J. Conduct of Business.
Until the Closing, except with the prior written consent
of Purchaser, which shall not be unreasonably withheld:
1. the Affiliated Companies will:
a. maintain their books, accounts and records in
the usual, regular and ordinary manner;
b. pay and discharge when due all taxes,
assessments and governmental charges imposed upon them or any of
their properties, or upon the income or profit therefrom;
c. fully and timely perform their obligations under
all contracts, agreements, instruments and arrangements; and
d. operate in such a manner as to assure that the
representations and warranties of the Affiliated Companies set
forth in the Investment Agreement will be true and correct as of
the Closing.
2. the Affiliated Companies will not:
a. incur any indebtedness for borrowed money (other
than loans provided by one or more financial institutions which
loans may be secured by assets of the Affiliated Companies and
their subsidiaries), make any loans or advances (other than in
the normal course of business consistent with prior practice) to
any individual, firm or unaffiliated corporation or assume,
guarantee or endorse or otherwise become responsible for the
obligation of any other individual, firm or unaffiliated
corporation; or
b. take any other action which would adversely
affect or detract from the value of their assets or their
business.

[DATASET CONTENT]:
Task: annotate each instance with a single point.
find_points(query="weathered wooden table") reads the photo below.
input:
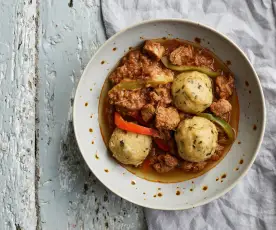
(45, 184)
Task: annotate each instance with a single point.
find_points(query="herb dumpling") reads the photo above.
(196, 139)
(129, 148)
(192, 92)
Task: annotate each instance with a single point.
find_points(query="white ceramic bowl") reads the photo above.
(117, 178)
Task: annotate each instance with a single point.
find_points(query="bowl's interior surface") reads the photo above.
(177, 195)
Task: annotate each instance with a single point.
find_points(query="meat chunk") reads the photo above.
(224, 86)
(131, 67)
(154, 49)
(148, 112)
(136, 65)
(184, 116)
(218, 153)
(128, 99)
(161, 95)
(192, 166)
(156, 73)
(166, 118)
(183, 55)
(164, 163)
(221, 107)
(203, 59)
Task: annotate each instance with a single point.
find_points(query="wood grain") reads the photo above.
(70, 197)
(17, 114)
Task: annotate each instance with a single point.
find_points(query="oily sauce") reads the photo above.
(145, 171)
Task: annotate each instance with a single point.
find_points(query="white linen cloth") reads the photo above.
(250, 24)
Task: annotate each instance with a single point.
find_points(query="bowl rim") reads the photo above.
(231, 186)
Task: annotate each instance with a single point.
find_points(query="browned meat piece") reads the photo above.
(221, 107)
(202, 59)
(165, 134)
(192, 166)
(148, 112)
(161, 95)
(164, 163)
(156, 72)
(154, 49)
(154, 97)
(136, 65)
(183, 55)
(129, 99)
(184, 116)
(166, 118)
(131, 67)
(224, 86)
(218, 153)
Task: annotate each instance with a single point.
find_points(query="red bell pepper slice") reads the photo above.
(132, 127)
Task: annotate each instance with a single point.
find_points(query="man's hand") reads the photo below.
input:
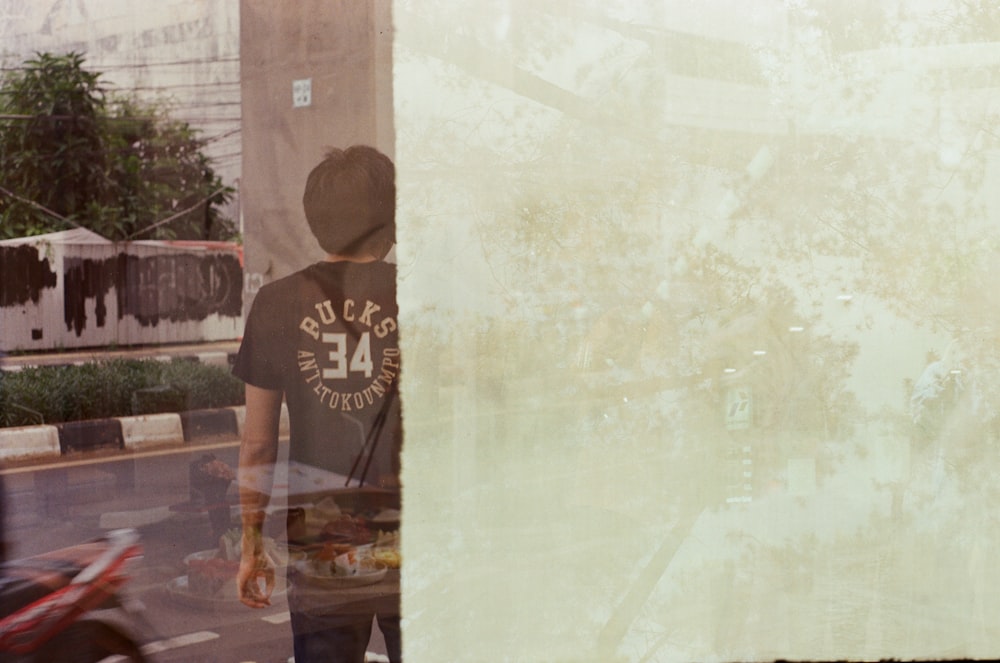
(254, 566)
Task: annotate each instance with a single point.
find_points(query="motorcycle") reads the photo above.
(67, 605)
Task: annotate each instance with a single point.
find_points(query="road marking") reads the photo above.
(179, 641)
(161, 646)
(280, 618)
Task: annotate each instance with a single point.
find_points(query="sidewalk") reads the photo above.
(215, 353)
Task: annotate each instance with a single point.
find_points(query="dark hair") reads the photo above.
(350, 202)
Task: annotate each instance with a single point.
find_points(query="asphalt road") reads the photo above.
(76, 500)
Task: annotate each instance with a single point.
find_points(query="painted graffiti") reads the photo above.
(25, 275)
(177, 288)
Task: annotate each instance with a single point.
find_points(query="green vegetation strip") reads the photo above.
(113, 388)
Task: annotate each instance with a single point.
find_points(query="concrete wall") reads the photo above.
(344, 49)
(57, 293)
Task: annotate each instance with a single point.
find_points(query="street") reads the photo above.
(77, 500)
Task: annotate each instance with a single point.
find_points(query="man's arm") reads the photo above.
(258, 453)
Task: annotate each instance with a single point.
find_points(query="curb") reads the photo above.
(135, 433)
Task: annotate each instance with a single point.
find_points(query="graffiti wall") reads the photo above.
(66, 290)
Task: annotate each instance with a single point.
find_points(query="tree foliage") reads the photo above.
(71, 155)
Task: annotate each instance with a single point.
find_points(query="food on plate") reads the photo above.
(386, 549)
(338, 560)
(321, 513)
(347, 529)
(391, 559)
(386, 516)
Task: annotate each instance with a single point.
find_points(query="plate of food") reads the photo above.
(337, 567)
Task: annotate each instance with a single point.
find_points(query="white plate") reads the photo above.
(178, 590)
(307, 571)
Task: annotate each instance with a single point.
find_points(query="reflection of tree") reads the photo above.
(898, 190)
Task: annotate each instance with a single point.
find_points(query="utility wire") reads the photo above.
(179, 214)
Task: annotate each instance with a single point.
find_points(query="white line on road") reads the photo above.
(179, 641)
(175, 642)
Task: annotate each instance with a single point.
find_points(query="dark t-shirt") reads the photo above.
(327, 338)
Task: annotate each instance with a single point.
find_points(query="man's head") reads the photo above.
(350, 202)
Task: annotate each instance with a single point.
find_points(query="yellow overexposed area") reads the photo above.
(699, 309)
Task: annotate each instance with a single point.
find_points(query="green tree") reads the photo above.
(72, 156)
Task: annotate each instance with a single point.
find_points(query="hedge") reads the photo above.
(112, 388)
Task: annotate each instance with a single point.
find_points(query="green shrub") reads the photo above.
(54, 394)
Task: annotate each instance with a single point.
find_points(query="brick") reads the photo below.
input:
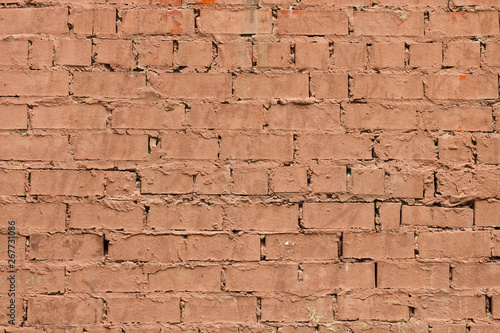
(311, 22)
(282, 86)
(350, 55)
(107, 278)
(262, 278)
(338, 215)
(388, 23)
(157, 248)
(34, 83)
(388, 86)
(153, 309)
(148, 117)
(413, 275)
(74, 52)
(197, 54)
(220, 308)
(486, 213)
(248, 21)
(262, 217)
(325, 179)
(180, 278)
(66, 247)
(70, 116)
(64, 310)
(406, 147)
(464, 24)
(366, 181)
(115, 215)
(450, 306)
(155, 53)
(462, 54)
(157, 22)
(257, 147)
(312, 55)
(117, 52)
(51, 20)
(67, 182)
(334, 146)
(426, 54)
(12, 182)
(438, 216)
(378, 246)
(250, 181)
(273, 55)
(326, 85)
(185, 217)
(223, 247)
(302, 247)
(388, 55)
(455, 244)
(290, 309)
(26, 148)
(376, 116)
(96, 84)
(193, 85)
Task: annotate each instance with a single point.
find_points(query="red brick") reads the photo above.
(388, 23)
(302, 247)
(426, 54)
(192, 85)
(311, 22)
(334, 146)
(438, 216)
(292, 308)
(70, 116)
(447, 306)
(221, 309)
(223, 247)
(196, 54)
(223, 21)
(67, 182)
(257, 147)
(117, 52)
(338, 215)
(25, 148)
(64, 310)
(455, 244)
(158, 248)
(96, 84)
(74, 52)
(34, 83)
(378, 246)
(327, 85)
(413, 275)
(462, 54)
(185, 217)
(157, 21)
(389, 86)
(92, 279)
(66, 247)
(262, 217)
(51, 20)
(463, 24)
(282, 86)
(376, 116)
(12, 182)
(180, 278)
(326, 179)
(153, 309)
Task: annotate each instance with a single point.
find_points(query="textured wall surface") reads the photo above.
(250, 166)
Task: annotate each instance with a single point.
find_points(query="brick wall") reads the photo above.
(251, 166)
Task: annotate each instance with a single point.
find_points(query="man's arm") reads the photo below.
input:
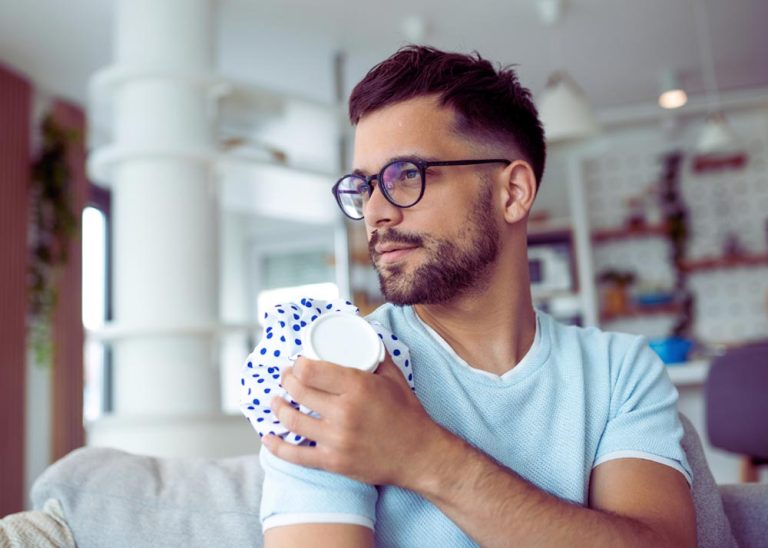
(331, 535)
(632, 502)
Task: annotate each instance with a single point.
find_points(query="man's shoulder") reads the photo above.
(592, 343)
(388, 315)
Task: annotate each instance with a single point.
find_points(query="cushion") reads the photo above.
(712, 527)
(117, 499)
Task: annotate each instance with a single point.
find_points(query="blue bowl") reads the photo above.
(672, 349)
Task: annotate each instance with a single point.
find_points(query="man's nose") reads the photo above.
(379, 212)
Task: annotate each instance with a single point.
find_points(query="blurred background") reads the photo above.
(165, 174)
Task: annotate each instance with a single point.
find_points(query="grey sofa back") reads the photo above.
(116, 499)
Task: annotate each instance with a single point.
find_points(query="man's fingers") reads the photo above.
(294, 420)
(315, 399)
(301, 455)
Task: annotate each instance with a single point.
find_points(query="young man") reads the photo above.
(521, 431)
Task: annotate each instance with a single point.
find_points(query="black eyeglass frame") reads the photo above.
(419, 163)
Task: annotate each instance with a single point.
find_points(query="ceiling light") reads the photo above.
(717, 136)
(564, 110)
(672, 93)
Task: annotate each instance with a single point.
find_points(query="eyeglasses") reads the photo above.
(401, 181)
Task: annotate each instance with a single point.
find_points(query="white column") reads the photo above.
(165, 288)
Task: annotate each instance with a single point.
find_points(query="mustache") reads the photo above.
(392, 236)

[PROBLEM REQUIREMENTS]: Decide whether each statement below agrees with the conduct-of-business clause above. Answer yes or no for each, and quote the words of the clause that decide it. (a) Until the Closing, the Affiliated Companies must pay their taxes when due. (b) The Affiliated Companies may not take on loans from financial institutions. (c) Purchaser is free to refuse its consent for any reason.

[WRITTEN RESPONSE]:
(a) Yes: "pay and discharge when due all taxes, assessments and governmental charges imposed upon them or any of their properties"
(b) No: "other than loans provided by one or more financial institutions"
(c) No: "which shall not be unreasonably withheld"